Task requirements.
1 - Reproduce the passage of the housing supply post between "I should probably" and "back to normal.", inclusive.
2 - Carry on the housing supply post from its last sentence.

Document.
########################################
I just happened again upon a fantastic post from earlier this year from Ned Resnikoff titled, “YIMBYs are Proving the Fatalists Wrong: A response to Steve Randy Waldman”
I, like Ned, “was particularly dismayed by a recent attack on the YIMBY position from Steve Randy Waldman, a writer who I admire and usually find to be a careful, rigorous thinker.”
Ned’s post is worth reading in its entirety. Also, my previous post is what has me thinking about this issue. Also, Waldman has a reply to Ned’s post. And, finally, Ned has a reply to that, where he cites, skeptically, one of my posts.
I should probably start there. My post was pushing back against YIMBY triumphalism. There are markets where new rents suddenly take a 5% or 10% drop, and when they happen in places that plausibly have YIMBY policy trends, YIMBYs take victory laps. My point is that housing supply works slowly. It will be a huge victory if we can persistently get national production up to 2.5 or 3 million units a year. And if we do, that might flatten rents for a couple of decades and get us back to normal.
That’s what winning will look like. Supply isn’t going to make home prices drop 15% in a year. I wrote that prices won’t “collapse”. Supply won’t be disruptive. But it, absolutely will lower housing costs, and in fact, you probably won’t find someone with more radical views on that than I have. I think if we added 20 million homes to the US housing stock, the total value of residential real estate, even with those homes included, will be nearly half what it is today. All I’m saying is that will take decades. It’s not going to happen overnight. The value of a home, as an investment, is (or should be) the rental value it provides to the family that lives in it, not capital gains. The total return that homes provide to their owners over those decades will still be perfectly reasonable. They just won’t come in the form of capital gains.
########################################
Data listing.
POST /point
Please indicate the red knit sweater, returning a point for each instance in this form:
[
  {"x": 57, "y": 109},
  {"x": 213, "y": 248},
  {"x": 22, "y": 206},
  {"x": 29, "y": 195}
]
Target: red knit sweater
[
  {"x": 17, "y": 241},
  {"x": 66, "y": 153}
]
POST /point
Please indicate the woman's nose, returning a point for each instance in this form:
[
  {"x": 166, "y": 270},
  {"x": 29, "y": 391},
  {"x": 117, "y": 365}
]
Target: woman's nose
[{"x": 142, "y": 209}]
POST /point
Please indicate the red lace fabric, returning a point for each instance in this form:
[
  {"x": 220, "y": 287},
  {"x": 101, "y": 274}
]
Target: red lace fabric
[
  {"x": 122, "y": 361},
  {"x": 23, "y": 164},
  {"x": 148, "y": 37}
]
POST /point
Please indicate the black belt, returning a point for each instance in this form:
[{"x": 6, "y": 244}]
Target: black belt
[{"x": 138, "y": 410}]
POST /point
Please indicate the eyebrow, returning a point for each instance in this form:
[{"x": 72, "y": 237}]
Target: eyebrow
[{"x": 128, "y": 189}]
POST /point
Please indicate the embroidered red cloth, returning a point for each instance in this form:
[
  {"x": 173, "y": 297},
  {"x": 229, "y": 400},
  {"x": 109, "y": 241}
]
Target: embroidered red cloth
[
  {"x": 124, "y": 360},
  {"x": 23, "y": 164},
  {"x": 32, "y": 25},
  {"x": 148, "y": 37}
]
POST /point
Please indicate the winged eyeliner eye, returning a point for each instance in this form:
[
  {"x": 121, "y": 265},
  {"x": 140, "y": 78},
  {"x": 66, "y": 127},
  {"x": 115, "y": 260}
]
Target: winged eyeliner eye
########################################
Answers in order.
1 -
I should probably start there. My post was pushing back against YIMBY triumphalism. There are markets where new rents suddenly take a 5% or 10% drop, and when they happen in places that plausibly have YIMBY policy trends, YIMBYs take victory laps. My point is that housing supply works slowly. It will be a huge victory if we can persistently get national production up to 2.5 or 3 million units a year. And if we do, that might flatten rents for a couple of decades and get us back to normal.

2 -
Ned summarizes Waldman’s argument:
So why not rely on private actors to build at least some of the housing we need? To Waldman’s credit, he does not pretend that the housing shortage is a mirage. Instead, his anti-YIMBY argument relies on three futility theses. Thesis 1: YIMBY land use reforms will never happen. Thesis 2: Even if they do, developers won’t take advantage of them. Thesis 3: Even if developers do build, low-income renters won’t benefit. None of these are new arguments; after the events of the past few years, it’s time to put them to bed.
And, he notes one of Waldman’s claims, that “private developers will only reinforce geographic inequality by concentrating economic activity in what are already America’s wealthiest, most productive cities.”
Superstars
Waldman made the following comments in his original post:
The core problem we face is much bigger than land-use. It is geographic inequality. We have created a country in which too few patches of geography are associated with vastly better opportunities and amenities than all the other places. As with individual inequality, some of this is "natural”.
And:
So long as just a few places offer so much more amenity, liveliness, and economic opportunity than everywhere else, supply growth in those already built-out places will nowhere near match the tsunami of demand they face from people who would migrate there if they could. The deep flaw in YIMBY-ism is that problem they accurately highlight is orders of magnitude larger than what the solutions they identify, promote, and support can plausibly address.
This is what I was trying to address in the previous post. There’s just no evidence for this except for vibes. There are certainly some people who would like to move to San Francisco or New York City if they could afford it. A “tsunami”? This is a claim that is so far out of sample, it is effectively non-empirical.
Figure 1 compares the collective population of the Closed Access cities (New York, Los Angeles, San Francisco, and Boston) to the population of the major Rust Belt cities (every major city north of Kentucky, from Philadelphia to Kansas City).
First, you have to remember that the Closed Access cities were declining along with the Rust Belt cities for decades before everyone decided they were super. Back then it’s because they were in actual decline. Crime was terrible. City governments were going bankrupt.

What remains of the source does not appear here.